RECORDS FOR THE TASK =>
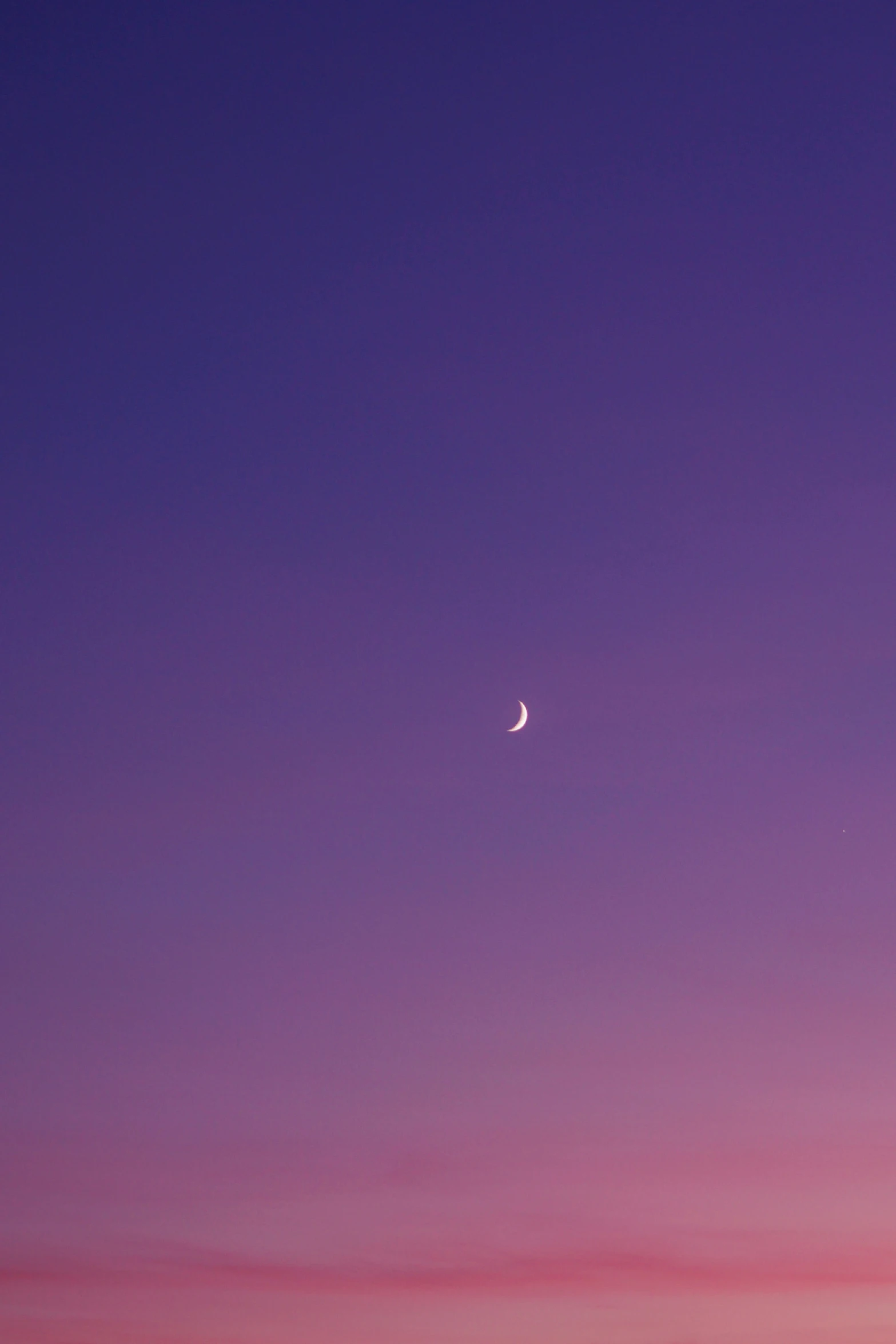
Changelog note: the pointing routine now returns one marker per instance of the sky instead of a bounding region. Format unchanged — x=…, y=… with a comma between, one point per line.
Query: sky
x=368, y=370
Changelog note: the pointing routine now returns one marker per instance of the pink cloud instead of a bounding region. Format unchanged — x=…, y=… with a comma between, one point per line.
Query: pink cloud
x=577, y=1273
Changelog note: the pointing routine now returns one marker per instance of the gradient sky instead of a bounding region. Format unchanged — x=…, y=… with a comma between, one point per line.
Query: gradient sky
x=368, y=369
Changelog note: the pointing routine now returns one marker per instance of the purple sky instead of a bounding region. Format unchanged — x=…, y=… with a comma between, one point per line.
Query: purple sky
x=367, y=370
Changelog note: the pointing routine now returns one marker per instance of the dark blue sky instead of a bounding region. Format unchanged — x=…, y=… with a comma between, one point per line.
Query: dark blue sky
x=367, y=370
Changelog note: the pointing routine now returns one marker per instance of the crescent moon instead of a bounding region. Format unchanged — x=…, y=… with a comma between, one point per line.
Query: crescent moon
x=524, y=715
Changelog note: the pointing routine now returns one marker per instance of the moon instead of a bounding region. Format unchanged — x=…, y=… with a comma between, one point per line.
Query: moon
x=524, y=715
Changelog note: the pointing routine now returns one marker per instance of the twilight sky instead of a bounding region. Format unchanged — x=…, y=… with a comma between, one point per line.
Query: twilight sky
x=368, y=369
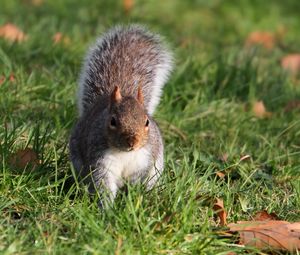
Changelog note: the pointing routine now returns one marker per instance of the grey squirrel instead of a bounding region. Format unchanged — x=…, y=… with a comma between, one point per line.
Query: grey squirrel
x=116, y=139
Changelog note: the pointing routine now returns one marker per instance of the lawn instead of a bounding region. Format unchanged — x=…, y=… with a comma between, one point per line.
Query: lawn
x=205, y=115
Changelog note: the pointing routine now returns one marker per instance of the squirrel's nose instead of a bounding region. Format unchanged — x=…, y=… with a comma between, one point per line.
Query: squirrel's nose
x=132, y=141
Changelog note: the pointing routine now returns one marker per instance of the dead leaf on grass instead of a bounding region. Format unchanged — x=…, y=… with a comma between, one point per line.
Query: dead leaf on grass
x=259, y=110
x=268, y=234
x=264, y=216
x=263, y=38
x=23, y=158
x=128, y=5
x=220, y=174
x=12, y=33
x=37, y=2
x=291, y=63
x=60, y=38
x=2, y=79
x=292, y=105
x=245, y=157
x=218, y=207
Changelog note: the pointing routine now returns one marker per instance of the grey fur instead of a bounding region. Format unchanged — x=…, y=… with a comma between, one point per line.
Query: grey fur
x=127, y=57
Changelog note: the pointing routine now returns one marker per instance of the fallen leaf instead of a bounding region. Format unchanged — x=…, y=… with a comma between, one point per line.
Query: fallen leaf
x=264, y=216
x=12, y=33
x=12, y=77
x=37, y=2
x=60, y=38
x=188, y=238
x=2, y=79
x=292, y=105
x=220, y=174
x=259, y=110
x=291, y=63
x=218, y=207
x=224, y=157
x=23, y=158
x=119, y=246
x=245, y=157
x=128, y=5
x=265, y=39
x=268, y=234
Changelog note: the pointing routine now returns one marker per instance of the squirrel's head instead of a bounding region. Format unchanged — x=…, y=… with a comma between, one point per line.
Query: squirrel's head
x=127, y=123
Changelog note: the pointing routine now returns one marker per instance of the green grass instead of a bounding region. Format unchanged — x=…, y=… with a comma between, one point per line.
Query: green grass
x=202, y=116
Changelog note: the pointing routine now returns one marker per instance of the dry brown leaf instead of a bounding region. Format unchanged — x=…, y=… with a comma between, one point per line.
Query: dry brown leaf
x=224, y=157
x=128, y=5
x=23, y=158
x=12, y=33
x=2, y=79
x=220, y=174
x=292, y=105
x=264, y=216
x=245, y=157
x=119, y=246
x=291, y=63
x=265, y=39
x=268, y=234
x=218, y=207
x=259, y=110
x=12, y=77
x=60, y=38
x=37, y=2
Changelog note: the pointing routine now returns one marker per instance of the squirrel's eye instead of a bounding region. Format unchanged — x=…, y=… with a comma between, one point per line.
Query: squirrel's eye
x=147, y=123
x=113, y=122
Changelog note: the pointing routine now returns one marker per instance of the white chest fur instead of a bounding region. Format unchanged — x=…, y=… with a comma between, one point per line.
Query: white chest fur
x=126, y=165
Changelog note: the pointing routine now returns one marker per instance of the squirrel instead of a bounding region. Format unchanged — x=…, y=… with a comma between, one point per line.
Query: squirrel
x=116, y=139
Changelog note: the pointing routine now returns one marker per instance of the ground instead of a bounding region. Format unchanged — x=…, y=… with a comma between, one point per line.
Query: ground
x=206, y=117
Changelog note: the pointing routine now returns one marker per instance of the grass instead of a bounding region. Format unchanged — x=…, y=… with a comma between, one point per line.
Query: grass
x=202, y=116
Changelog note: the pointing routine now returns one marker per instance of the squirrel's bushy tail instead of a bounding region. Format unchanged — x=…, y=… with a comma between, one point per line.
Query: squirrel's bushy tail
x=127, y=57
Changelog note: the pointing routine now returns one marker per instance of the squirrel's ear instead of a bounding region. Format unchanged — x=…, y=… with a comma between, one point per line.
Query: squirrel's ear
x=140, y=96
x=116, y=95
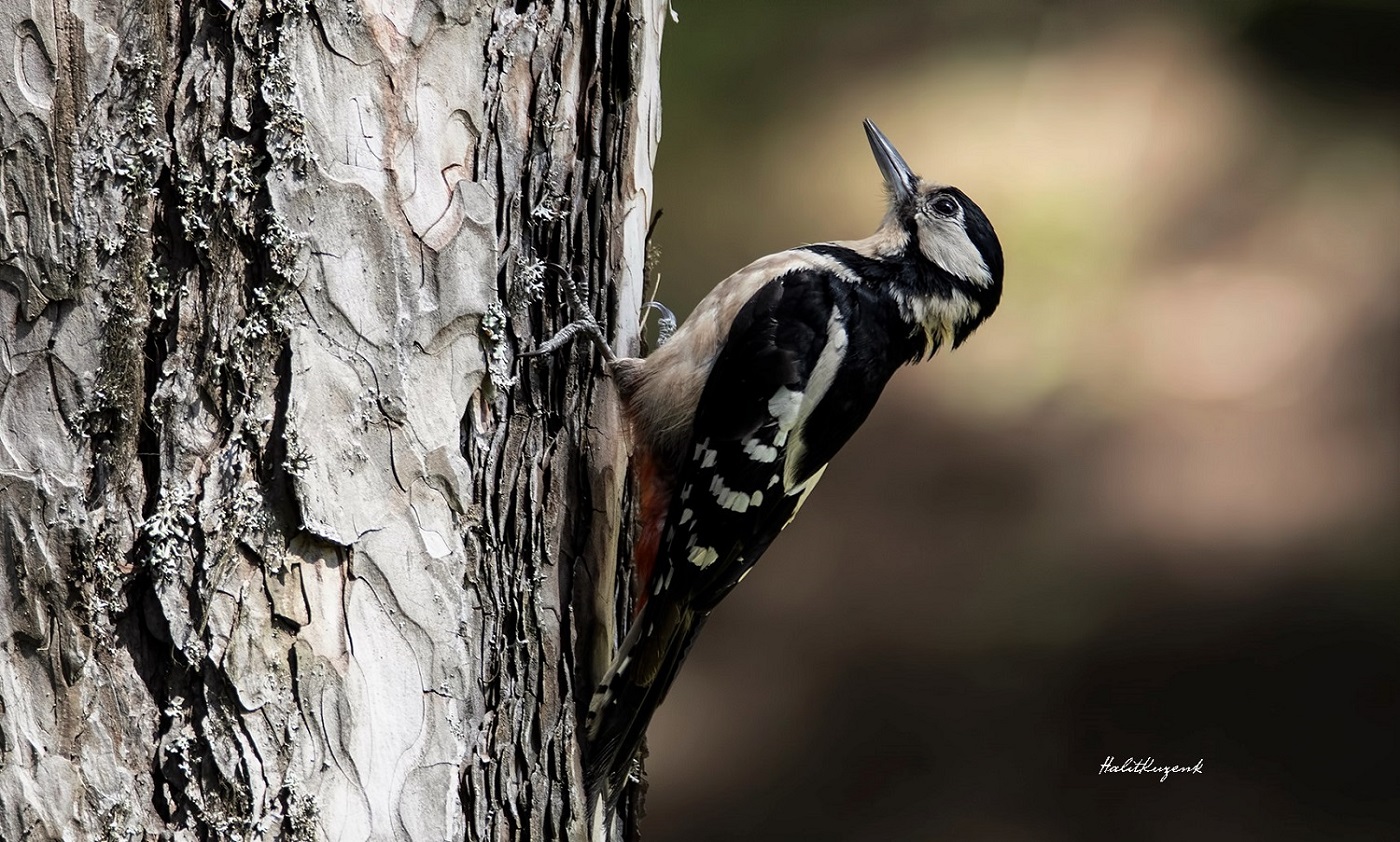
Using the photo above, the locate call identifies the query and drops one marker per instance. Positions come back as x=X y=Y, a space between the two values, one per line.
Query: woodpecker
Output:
x=735 y=418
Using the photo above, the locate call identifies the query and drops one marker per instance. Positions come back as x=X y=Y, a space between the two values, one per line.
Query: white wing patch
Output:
x=802 y=491
x=703 y=556
x=758 y=451
x=816 y=387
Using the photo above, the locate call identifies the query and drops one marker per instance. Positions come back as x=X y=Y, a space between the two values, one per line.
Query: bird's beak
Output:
x=899 y=178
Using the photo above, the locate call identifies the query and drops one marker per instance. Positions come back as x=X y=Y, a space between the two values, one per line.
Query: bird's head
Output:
x=942 y=230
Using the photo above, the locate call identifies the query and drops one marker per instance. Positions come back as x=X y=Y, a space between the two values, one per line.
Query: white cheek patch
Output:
x=758 y=451
x=945 y=243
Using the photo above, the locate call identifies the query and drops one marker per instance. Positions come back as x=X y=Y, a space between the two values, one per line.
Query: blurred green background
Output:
x=1148 y=510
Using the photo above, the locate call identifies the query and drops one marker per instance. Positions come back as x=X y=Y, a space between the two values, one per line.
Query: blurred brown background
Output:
x=1150 y=509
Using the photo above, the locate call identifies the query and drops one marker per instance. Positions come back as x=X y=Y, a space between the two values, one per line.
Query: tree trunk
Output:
x=293 y=545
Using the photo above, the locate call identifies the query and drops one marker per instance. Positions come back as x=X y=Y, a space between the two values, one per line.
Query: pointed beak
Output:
x=899 y=178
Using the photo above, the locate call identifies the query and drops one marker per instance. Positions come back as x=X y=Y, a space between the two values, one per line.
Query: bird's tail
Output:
x=633 y=688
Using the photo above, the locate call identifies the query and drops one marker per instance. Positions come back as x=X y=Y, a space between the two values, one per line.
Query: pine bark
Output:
x=293 y=545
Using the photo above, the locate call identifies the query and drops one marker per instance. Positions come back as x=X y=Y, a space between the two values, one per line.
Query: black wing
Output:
x=800 y=370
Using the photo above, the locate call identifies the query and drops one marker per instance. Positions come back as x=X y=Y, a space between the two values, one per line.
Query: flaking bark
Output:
x=293 y=545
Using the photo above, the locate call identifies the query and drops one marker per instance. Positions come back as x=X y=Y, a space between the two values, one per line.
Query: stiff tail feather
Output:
x=633 y=688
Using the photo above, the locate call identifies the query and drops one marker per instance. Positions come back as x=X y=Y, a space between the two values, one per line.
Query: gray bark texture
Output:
x=293 y=545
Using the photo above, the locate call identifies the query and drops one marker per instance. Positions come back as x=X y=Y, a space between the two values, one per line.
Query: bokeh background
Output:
x=1148 y=510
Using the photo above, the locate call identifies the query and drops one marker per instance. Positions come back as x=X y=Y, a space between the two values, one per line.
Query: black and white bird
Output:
x=735 y=418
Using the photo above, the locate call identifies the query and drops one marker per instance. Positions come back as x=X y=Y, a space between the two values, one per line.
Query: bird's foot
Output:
x=585 y=325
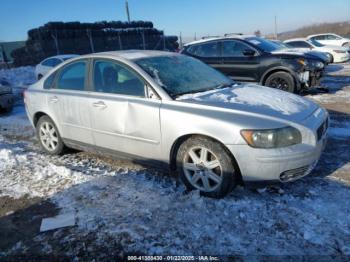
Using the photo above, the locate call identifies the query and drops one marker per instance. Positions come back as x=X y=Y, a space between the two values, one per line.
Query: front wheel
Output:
x=204 y=164
x=281 y=80
x=49 y=136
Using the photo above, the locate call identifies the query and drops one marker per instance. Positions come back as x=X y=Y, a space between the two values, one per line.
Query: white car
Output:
x=338 y=54
x=330 y=39
x=46 y=65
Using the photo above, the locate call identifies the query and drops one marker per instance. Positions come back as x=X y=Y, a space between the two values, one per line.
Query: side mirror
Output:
x=152 y=94
x=249 y=52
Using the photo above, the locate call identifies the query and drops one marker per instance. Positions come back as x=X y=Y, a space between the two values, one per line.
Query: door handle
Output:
x=54 y=99
x=100 y=104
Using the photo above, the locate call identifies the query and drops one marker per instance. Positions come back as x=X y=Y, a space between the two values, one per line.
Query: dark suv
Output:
x=254 y=59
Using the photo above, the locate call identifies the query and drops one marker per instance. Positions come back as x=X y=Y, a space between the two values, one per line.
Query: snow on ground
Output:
x=147 y=211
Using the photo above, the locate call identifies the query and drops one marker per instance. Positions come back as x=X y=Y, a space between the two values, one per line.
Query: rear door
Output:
x=240 y=61
x=124 y=119
x=69 y=100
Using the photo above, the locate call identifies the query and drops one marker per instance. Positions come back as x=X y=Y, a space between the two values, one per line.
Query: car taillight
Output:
x=24 y=96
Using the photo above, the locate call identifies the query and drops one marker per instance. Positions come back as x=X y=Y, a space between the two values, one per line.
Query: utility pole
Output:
x=275 y=27
x=127 y=10
x=181 y=44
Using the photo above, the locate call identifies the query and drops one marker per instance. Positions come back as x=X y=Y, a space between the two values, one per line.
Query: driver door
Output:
x=124 y=119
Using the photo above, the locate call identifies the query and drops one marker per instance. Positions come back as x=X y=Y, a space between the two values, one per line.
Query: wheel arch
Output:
x=177 y=143
x=38 y=115
x=280 y=69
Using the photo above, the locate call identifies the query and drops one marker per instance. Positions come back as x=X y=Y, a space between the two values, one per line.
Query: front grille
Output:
x=322 y=129
x=294 y=174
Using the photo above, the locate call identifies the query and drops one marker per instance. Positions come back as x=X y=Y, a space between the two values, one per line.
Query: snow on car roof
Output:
x=204 y=40
x=321 y=34
x=296 y=39
x=135 y=54
x=63 y=56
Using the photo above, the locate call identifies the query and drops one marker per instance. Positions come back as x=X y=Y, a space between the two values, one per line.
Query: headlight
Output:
x=272 y=138
x=319 y=64
x=302 y=62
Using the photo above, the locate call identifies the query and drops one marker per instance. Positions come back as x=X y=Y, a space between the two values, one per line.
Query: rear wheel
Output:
x=332 y=58
x=281 y=80
x=204 y=164
x=49 y=136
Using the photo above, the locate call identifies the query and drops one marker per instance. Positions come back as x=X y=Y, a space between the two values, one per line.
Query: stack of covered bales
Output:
x=56 y=38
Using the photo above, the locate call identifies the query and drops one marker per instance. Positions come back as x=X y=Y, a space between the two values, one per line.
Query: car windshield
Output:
x=67 y=57
x=265 y=45
x=179 y=74
x=315 y=43
x=282 y=45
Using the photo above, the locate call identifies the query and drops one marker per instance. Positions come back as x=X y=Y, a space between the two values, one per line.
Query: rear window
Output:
x=49 y=81
x=72 y=76
x=204 y=50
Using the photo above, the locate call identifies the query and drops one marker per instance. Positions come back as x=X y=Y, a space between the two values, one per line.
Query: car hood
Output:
x=288 y=52
x=255 y=99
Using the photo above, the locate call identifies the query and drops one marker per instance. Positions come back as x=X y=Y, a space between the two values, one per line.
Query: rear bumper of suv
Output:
x=6 y=101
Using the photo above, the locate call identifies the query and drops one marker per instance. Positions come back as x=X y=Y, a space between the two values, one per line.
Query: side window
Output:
x=206 y=50
x=234 y=48
x=55 y=62
x=111 y=77
x=72 y=76
x=300 y=44
x=319 y=37
x=49 y=81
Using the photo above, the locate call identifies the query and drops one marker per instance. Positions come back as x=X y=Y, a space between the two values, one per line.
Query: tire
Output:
x=46 y=130
x=281 y=80
x=215 y=180
x=332 y=59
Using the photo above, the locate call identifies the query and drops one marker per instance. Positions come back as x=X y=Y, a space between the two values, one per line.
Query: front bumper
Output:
x=311 y=78
x=280 y=165
x=6 y=101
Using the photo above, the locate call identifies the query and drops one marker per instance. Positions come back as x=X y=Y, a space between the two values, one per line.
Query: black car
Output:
x=254 y=59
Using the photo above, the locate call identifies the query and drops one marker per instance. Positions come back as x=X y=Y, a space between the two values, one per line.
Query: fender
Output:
x=281 y=68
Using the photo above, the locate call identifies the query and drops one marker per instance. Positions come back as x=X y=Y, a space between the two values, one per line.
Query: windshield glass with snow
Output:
x=263 y=44
x=315 y=43
x=180 y=75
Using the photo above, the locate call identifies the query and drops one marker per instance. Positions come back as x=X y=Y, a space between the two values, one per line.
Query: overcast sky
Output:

WHAT TO PRODUCE => Render as a numbered list the lines of the records above, starting with the line that contains "the squirrel's eye" and going on through the line that contains "x=113, y=122", leaving out any blank lines.

THE ANSWER =>
1. Changelog note: the pointing routine now returns one marker per instance of the squirrel's eye instead of a bounding region. Format unchanged — x=…, y=… with a comma between, one point per line.
2. Query: squirrel's eye
3. x=147, y=123
4. x=113, y=122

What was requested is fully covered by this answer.